▶ [Requirements] Show every line of the data below that contains the word "mantel", copied in full.
____________________
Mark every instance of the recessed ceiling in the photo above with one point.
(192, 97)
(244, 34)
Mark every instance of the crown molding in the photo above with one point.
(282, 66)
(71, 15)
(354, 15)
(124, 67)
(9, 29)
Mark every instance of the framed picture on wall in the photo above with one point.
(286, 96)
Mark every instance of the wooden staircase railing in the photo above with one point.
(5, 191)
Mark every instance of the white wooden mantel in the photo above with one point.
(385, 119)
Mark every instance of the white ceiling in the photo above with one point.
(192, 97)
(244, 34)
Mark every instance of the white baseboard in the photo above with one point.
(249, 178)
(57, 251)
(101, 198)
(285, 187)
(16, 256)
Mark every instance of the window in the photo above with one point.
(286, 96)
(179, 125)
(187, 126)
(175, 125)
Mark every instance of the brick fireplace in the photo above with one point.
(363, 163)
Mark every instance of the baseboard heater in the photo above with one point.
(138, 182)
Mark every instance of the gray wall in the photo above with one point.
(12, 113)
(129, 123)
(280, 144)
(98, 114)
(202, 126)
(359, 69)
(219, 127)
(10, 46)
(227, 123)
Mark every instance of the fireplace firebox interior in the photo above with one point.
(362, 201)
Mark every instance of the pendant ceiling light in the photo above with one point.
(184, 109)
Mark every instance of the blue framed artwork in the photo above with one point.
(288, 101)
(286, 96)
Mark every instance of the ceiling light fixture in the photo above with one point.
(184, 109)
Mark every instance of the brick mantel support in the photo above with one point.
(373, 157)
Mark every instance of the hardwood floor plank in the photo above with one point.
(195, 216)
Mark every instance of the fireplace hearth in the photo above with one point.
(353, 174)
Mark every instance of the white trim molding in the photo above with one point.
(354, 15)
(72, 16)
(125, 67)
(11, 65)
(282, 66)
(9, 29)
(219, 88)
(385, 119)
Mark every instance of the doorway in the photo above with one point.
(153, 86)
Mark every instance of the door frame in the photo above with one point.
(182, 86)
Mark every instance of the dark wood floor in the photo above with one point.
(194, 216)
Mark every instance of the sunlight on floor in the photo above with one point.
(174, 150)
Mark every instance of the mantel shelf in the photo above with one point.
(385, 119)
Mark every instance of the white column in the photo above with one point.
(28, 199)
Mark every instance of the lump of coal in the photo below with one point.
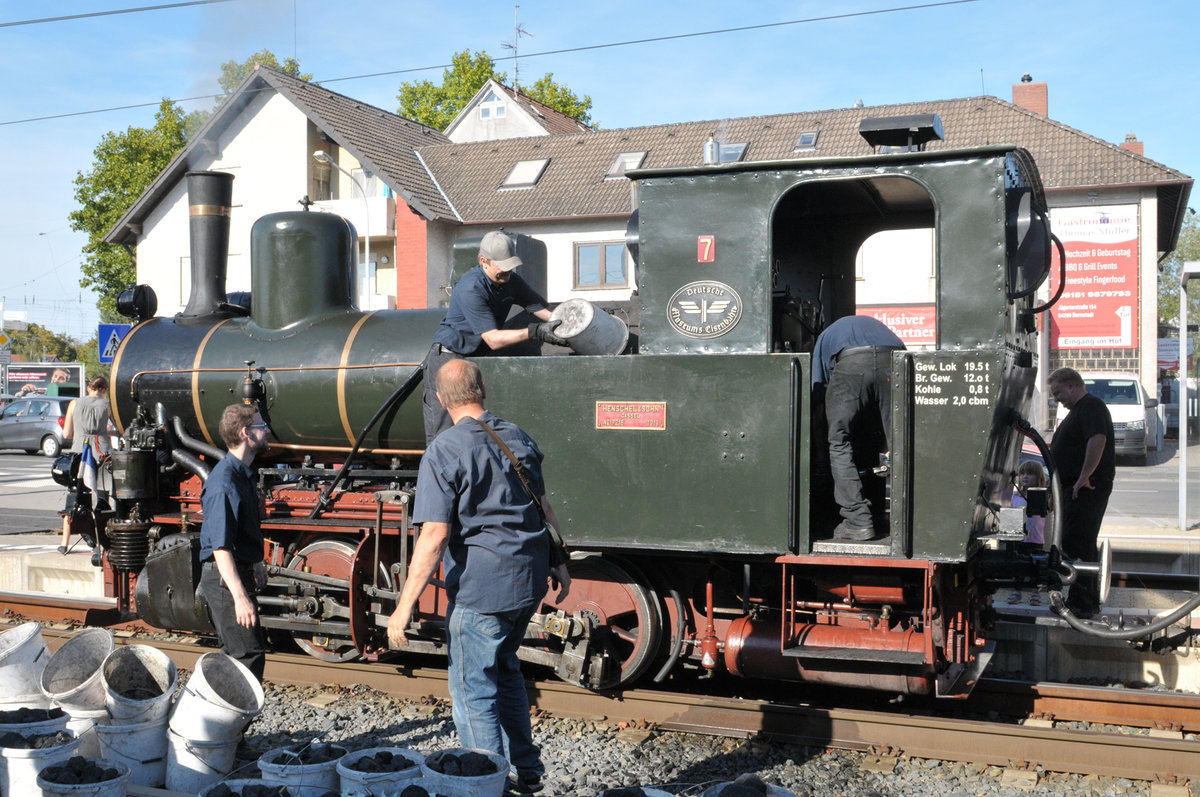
____________________
▶ [Output for this exercise]
Mark every instance of the white wooden mantel in the photo above with one point.
Mark every instance of the brick mantel support in the photo above with one point.
Mark every instance of the mantel shelf in the photo above with one point.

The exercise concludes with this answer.